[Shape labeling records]

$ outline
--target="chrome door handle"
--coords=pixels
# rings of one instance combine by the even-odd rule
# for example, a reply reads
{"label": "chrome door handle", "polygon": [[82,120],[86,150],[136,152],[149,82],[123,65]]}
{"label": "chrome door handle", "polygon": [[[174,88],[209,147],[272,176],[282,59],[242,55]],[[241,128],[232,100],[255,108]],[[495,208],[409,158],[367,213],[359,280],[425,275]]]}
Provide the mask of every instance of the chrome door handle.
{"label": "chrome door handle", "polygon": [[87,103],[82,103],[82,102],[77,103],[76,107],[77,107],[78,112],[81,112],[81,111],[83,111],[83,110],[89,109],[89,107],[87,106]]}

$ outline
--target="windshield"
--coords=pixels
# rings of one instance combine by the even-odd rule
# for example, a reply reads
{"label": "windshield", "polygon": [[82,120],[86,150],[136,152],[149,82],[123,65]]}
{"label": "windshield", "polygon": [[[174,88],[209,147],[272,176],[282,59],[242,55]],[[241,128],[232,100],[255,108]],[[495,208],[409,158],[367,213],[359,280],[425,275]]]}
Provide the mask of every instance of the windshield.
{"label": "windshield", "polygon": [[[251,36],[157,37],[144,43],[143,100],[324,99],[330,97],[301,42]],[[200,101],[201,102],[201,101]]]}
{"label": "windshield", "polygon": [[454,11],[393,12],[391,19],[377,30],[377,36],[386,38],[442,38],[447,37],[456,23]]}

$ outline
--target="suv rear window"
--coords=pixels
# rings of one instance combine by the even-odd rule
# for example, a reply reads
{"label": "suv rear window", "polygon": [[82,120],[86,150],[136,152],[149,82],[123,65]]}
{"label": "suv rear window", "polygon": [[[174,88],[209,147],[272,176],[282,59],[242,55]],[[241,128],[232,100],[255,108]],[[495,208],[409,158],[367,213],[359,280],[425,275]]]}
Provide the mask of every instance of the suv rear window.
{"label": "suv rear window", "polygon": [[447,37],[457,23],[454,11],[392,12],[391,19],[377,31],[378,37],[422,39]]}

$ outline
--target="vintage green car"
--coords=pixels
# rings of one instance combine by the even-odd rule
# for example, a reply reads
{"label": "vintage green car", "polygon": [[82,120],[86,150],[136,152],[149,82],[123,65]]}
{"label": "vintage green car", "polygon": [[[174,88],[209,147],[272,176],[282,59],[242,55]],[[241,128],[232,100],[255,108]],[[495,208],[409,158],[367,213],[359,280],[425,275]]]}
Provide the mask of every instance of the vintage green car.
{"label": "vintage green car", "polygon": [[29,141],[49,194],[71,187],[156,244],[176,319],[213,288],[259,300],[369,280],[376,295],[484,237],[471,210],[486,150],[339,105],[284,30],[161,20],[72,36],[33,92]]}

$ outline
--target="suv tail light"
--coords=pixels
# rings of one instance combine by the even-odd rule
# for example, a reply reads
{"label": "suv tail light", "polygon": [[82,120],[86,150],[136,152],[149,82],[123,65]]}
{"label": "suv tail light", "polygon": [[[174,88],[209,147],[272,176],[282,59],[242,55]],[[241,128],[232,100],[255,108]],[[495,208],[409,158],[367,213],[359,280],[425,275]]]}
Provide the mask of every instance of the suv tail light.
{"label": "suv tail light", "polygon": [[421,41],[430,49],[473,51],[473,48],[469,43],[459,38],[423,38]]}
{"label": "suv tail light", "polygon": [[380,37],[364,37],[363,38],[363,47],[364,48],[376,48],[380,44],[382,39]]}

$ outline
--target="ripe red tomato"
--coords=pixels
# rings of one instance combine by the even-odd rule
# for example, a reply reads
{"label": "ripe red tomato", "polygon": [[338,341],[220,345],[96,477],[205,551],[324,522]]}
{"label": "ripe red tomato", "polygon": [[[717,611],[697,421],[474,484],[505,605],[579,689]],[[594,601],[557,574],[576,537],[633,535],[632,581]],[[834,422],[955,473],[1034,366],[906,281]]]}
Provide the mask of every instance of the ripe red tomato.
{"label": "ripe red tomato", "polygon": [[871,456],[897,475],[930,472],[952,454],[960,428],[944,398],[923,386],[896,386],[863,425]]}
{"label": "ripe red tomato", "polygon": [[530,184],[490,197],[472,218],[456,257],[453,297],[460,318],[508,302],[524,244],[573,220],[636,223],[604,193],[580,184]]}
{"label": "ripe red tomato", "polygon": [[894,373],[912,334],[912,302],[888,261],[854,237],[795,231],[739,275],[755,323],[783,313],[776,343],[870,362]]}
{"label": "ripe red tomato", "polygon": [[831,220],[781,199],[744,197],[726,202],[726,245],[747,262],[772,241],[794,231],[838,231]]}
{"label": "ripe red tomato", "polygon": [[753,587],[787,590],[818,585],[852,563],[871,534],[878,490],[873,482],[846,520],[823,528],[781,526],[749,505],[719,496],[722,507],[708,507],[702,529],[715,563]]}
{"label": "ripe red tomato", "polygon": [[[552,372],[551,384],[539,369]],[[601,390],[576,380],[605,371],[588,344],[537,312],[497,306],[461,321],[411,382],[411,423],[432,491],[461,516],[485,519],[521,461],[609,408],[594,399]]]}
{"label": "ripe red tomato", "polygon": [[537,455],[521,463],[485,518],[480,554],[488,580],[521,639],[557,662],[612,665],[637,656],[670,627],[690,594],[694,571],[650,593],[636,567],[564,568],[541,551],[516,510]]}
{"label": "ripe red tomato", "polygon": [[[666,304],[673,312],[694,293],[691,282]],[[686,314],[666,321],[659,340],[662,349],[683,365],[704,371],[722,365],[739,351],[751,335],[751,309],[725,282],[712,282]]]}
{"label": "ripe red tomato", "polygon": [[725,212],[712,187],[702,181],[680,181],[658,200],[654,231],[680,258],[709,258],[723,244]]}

**PROBLEM**
Reproduce every record, matching each line exactly.

**COMPLETE RESPONSE**
$ outline
--target="chrome door handle"
--coords=pixels
# rings of one instance combine by the even-odd rule
# for example, a reply reads
{"label": "chrome door handle", "polygon": [[82,120],[86,150],[136,152],[149,82],[123,65]]}
{"label": "chrome door handle", "polygon": [[[174,88],[209,147],[272,176],[282,59],[242,55]],[[241,128],[232,100],[255,108]],[[495,208],[409,158],[367,213],[359,280],[425,275]]]}
Provide the mask of every instance of the chrome door handle.
{"label": "chrome door handle", "polygon": [[87,103],[82,103],[82,102],[77,103],[76,107],[77,107],[78,112],[81,112],[81,111],[83,111],[83,110],[89,109],[89,107],[87,106]]}

$ outline
--target="windshield"
--coords=pixels
# rings of one instance combine by the even-odd rule
# for example, a reply reads
{"label": "windshield", "polygon": [[82,120],[86,150],[136,152],[149,82],[123,65]]}
{"label": "windshield", "polygon": [[[174,88],[209,147],[272,176],[282,59],[242,55]],[[241,128],[232,100],[255,108]],[[495,208],[409,158],[367,213],[359,280],[425,275]]]}
Provide the mask of every instance of the windshield.
{"label": "windshield", "polygon": [[[251,36],[157,37],[144,43],[143,100],[324,99],[330,97],[301,42]],[[200,101],[201,102],[201,101]]]}
{"label": "windshield", "polygon": [[454,11],[393,12],[391,19],[377,30],[377,36],[386,38],[442,38],[447,37],[456,23]]}

$ outline
--target="suv rear window"
--coords=pixels
# rings of one instance combine by the even-odd rule
# for example, a reply reads
{"label": "suv rear window", "polygon": [[82,120],[86,150],[136,152],[149,82],[123,65]]}
{"label": "suv rear window", "polygon": [[[174,88],[209,147],[272,176],[282,59],[242,55]],[[241,128],[232,100],[255,108]],[[495,208],[409,158],[367,213],[359,280],[425,275]]]}
Provide the mask of every instance of the suv rear window.
{"label": "suv rear window", "polygon": [[447,37],[457,23],[454,11],[392,12],[391,19],[377,31],[378,37],[422,39]]}

$ outline
--target="vintage green car"
--coords=pixels
# rings of one instance combine by the even-odd rule
# for example, a reply reads
{"label": "vintage green car", "polygon": [[82,120],[86,150],[136,152],[149,82],[123,65]]}
{"label": "vintage green car", "polygon": [[[174,88],[209,147],[272,176],[282,59],[242,55]],[[241,128],[232,100],[255,108]],[[495,208],[409,158],[367,213],[359,280],[425,275]]]}
Provide the mask of every instance of the vintage green car.
{"label": "vintage green car", "polygon": [[29,141],[49,194],[71,187],[156,244],[176,319],[213,288],[259,300],[369,280],[376,295],[484,237],[471,210],[486,150],[339,105],[284,30],[161,20],[72,36],[33,92]]}

$ outline
--target="suv tail light"
--coords=pixels
# rings of one instance combine by the even-odd rule
# for example, a reply reads
{"label": "suv tail light", "polygon": [[82,120],[86,150],[136,152],[149,82],[123,65]]}
{"label": "suv tail light", "polygon": [[[174,88],[209,147],[272,176],[282,59],[242,55]],[[241,128],[232,100],[255,108]],[[495,208],[409,158],[367,213],[359,280],[425,275]]]}
Provide the mask of every instance of the suv tail light.
{"label": "suv tail light", "polygon": [[421,41],[430,49],[473,51],[473,48],[469,43],[459,38],[423,38]]}
{"label": "suv tail light", "polygon": [[380,37],[364,37],[363,38],[363,47],[364,48],[376,48],[380,44],[382,39]]}

$ outline
--target="ripe red tomato"
--coords=pixels
# rings of one instance combine by the even-odd rule
# for example, a reply reads
{"label": "ripe red tomato", "polygon": [[338,341],[220,345],[96,477],[205,551],[324,522]]}
{"label": "ripe red tomato", "polygon": [[[717,611],[697,421],[474,484],[505,605],[579,689]],[[594,601],[557,574],[576,537],[633,535],[632,581]],[[834,422],[955,473],[1034,366],[906,281]]]}
Provide the mask of every instance of the ripe red tomato.
{"label": "ripe red tomato", "polygon": [[871,456],[897,475],[930,472],[952,454],[960,428],[944,398],[923,386],[896,386],[863,425]]}
{"label": "ripe red tomato", "polygon": [[530,184],[490,197],[472,218],[456,257],[453,297],[460,318],[508,302],[524,244],[573,220],[636,223],[604,193],[580,184]]}
{"label": "ripe red tomato", "polygon": [[894,373],[912,334],[912,302],[888,261],[854,237],[795,231],[739,275],[755,323],[783,313],[776,343],[870,362]]}
{"label": "ripe red tomato", "polygon": [[831,220],[781,199],[744,197],[726,202],[726,245],[747,262],[772,241],[794,231],[838,231]]}
{"label": "ripe red tomato", "polygon": [[753,587],[787,590],[818,585],[852,563],[871,534],[878,490],[873,482],[846,520],[823,528],[781,526],[749,505],[719,496],[722,507],[708,507],[702,529],[715,563]]}
{"label": "ripe red tomato", "polygon": [[[552,372],[551,384],[539,369]],[[601,390],[576,380],[605,371],[588,344],[537,312],[497,306],[461,321],[411,382],[411,423],[432,491],[461,516],[485,519],[521,461],[609,408],[594,399]]]}
{"label": "ripe red tomato", "polygon": [[537,455],[521,463],[485,518],[480,554],[488,580],[521,639],[557,662],[612,665],[637,656],[670,627],[690,594],[694,571],[650,593],[636,567],[564,568],[541,551],[516,510]]}
{"label": "ripe red tomato", "polygon": [[[666,304],[673,312],[694,293],[691,282]],[[686,314],[666,321],[659,340],[662,349],[683,365],[704,371],[722,365],[739,351],[751,335],[751,309],[725,282],[712,282]]]}
{"label": "ripe red tomato", "polygon": [[725,212],[712,187],[702,181],[680,181],[658,200],[654,231],[680,258],[709,258],[723,244]]}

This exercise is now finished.